GOAL OF THE EXERCISE >> Copy the items word for word, beginning with the line that contains "[tag] road: a pin per instance" and going on through the final line of the items, both ends included.

SUPPLIED DATA >>
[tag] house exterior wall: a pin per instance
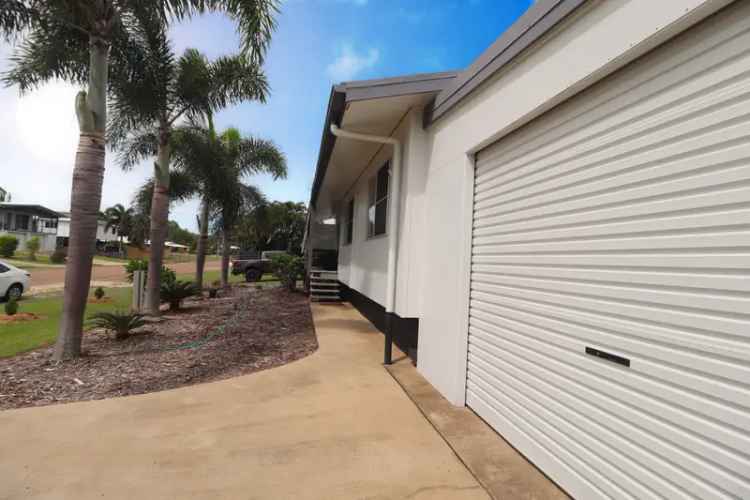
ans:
(593, 42)
(46, 235)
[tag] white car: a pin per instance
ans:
(13, 281)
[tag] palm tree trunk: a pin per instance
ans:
(158, 231)
(85, 199)
(224, 258)
(200, 259)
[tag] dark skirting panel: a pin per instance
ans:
(405, 330)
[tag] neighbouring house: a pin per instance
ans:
(170, 247)
(105, 237)
(559, 236)
(29, 221)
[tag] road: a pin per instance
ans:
(52, 277)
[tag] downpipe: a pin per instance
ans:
(393, 218)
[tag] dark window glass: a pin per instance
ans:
(377, 212)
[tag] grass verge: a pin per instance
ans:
(24, 336)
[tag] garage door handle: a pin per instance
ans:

REPLY >>
[tag] road: a pin per instance
ans:
(52, 277)
[tag] downpipe: a pin per instance
ans:
(393, 218)
[tag] dark window glass: a pin per instance
ans:
(377, 212)
[tag] grass verge: a pin per instance
ans:
(24, 336)
[tag] garage door handle: a pin per instance
ans:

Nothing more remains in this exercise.